EXERCISE REQUIREMENTS: Please repeat all of the listing exactly.

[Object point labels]
──────────
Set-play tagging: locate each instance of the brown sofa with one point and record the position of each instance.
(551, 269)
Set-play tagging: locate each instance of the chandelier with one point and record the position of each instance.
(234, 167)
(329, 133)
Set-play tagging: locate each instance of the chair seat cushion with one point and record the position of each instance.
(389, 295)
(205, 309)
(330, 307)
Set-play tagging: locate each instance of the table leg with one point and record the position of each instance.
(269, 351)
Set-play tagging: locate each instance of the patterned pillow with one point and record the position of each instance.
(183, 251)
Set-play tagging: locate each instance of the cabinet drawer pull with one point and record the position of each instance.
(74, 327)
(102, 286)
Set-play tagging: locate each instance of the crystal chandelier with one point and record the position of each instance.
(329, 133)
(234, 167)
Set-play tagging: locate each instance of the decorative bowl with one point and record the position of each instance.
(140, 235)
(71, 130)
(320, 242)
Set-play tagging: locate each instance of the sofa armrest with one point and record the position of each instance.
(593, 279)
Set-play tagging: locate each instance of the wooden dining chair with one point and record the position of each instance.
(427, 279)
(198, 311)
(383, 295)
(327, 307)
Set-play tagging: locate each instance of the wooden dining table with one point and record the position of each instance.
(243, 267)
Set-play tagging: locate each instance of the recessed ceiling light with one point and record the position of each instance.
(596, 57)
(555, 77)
──────────
COMPLETE RESPONSE:
Set-play tagging: locate each instance of the brown sofa with one point and record the position of each instance.
(551, 269)
Set-play tagging: locate each instance of the chandelier with one point and record the position of each instance.
(234, 167)
(329, 133)
Set-play tagging: locate each instance of the chair seat cushion with one point and record the position of each instance.
(389, 295)
(205, 309)
(330, 307)
Set-play tagging: locate each instance of the table leg with one point and record the position of each instance.
(269, 351)
Set-play tagging: locate each instance of the patterned pillow with one point and record the position of each instance.
(183, 251)
Set-play tagging: locate each instance of the cabinet drawer pull with one point and record the position of each instance.
(74, 327)
(102, 286)
Set-play tagging: locate each instance of the crystal chandelier with one point and record the position of each instance.
(329, 133)
(234, 167)
Set-play tagging: locate each instance of the decorative bowl with one point and record the position of each instance.
(140, 235)
(71, 130)
(320, 242)
Set-play tagging: locate each instance of the sofa armrest with one point and record the position of each instance.
(593, 279)
Set-play tagging: locate each instance of the wooden dining chair with one point and record the position of each instance.
(427, 279)
(198, 311)
(383, 295)
(327, 307)
Set-play tagging: locate each instance of the wooden dining table with one point and record the position of each instance.
(243, 267)
Set-play tagging: locate each instance of the recessed ceiling light with one point and record the position of each instance.
(596, 57)
(555, 77)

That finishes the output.